▶ **Exercise requirements**:
**1)** Answer these questions using the text about the BiGEST tool:
(a) BiGEST searches for domains using a subset of which database?
(b) What is the minimum required version of blast+?
(c) Which parser must be downgraded for antiSMASH to run correctly?
**2)** Decide whether each statement agrees with the text about the BiGEST tool. For each, answer yes or no and quote the deciding words.
(a) BiGEST annotates genome files with NRPS and PKS.
(b) The dependencies can only be installed one at a time.
(c) BiGEST requires Python 3.8 or later.
**3)** Extend the text about the BiGEST tool, picking up after its last sentence.

▶ **Document segment**:

BiGEST (Biosynthetic Gene Eukaryotic Search Tool) is a BLAST-based tool that will search any genome fasta file and annotate them with Nonribosomal peptide synthetases (NRPS) and polyketide synthases (PKS). BiGEST uses a subset of the NCBI CDD Database to search for domains that are a part of NRPS/PKS Gene clusters, according to Synthaser: a CD-Search enabled Python toolkit for analysing domain architecture of fungal secondary metabolite megasynth(et)ases.
BiGEST can also take an antiSMASH output and overlay those results with BiGEST annotated domains to get a fully comprehensive look at the genome given.
- Clone the repo
- Install dependencies
The required dependencies are:
- python 3.6+
- blast+ 2.14.0+
- biopython 1.81+
- antiSMASH 7.1.0+
These can be downloaded individually or as a conda package with : BiGEST_environment.yml
Due to an issue in the antiSMASH conda download, you need to downgrade the GFF parser (bcbio-gff) in order for antismash to run correctly.

Stored data entries
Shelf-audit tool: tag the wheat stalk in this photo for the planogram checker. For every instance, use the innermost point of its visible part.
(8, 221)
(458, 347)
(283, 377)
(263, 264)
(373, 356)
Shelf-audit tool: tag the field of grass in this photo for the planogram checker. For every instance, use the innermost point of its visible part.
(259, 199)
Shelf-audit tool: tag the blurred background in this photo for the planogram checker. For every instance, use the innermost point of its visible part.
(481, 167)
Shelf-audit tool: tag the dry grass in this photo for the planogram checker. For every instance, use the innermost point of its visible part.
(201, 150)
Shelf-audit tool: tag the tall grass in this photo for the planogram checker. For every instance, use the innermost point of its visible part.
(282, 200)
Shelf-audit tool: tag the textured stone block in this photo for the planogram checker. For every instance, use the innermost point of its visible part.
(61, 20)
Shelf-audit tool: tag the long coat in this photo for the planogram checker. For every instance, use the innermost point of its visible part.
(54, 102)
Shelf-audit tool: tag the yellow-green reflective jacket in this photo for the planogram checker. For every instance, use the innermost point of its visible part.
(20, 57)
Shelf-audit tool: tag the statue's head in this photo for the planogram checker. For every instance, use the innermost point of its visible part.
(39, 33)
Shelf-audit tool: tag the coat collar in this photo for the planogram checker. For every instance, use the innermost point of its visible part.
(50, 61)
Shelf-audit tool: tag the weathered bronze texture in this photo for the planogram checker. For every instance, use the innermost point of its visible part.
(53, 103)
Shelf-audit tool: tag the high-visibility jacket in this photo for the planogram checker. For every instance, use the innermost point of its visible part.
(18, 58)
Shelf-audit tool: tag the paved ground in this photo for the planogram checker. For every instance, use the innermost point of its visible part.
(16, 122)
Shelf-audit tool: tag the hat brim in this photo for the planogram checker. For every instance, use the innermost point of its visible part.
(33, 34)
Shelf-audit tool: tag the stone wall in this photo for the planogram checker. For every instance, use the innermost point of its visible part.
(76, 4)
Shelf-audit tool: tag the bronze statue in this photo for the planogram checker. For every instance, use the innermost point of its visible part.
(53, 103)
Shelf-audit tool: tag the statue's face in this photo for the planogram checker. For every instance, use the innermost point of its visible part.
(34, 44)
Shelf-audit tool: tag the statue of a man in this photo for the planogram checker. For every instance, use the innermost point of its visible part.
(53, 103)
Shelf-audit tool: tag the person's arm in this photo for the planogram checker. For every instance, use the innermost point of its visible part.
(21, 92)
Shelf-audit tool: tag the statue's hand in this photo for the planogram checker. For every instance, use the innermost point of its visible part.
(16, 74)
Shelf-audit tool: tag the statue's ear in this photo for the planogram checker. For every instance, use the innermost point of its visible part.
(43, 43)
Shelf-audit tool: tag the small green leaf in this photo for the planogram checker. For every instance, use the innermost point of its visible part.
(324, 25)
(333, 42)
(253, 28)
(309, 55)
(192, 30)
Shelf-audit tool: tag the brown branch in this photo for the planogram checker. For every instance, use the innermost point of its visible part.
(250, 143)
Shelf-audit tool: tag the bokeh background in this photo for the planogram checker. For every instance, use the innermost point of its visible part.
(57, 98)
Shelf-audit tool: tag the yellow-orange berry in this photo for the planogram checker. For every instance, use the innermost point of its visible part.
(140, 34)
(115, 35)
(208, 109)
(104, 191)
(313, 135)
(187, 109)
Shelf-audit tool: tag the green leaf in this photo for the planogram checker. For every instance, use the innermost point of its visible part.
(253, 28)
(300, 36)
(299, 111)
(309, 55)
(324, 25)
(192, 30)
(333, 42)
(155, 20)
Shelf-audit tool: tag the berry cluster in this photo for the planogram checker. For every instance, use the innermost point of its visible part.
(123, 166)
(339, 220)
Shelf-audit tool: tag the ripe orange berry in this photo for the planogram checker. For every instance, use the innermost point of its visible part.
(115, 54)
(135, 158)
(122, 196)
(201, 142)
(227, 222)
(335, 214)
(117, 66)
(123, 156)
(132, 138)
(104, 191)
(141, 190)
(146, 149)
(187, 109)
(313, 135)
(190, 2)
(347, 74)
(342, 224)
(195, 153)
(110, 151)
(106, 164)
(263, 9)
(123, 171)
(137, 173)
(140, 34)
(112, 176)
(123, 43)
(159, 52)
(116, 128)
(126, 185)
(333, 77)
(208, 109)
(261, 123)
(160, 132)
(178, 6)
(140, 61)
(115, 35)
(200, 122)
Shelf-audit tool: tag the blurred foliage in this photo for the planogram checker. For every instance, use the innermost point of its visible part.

▶ **Results by task**:
**1)**
(a) The NCBI CDD Database.
(b) Version 2.14.0.
(c) The GFF parser (bcbio-gff).

**2)**
(a) Yes: "annotate them with Nonribosomal peptide synthetases (NRPS) and polyketide synthases (PKS)"
(b) No: "These can be downloaded individually or as a conda package"
(c) No: "python 3.6+"

**3)**
conda env create --name BiGEST --file=BiGEST_environment.yml
conda activate BiGEST
conda install bcbio-gff=0.7.0
At its most basic, BiGEST requires an rpstblastn search, fasta file, and output directory. However, there are multiple ways BiGEST can be run. The blast input can be pre-run with the blast scripts, or at the same time as the entire BiGEST run.
The BiGEST annotation workflow is typically:
-
BLAST analysis on the given fasta file against the full CDD database, or the subset of Sythaser-identified-domains included in this repository can be used instead (seen at db/BiGEST).
This can be done beforehand but it is recommended to run the rpstblastn search simultaenously with the BiGEST run to ensure the correct formatting of the blast output see section "Reminders" before running BiGEST.
-
antiSMASH analysis on the given fasta file
This can be done beforehand and the output GenBank file can be used as BiGEST input.
-
Filtering and Compiling the BLAST and antiSMASH results as necessary to only include hits relevant to NRPS and PKS domains.
-
Visualizing with a PDF and GenBank output.
Fasta input can be gzipped or not.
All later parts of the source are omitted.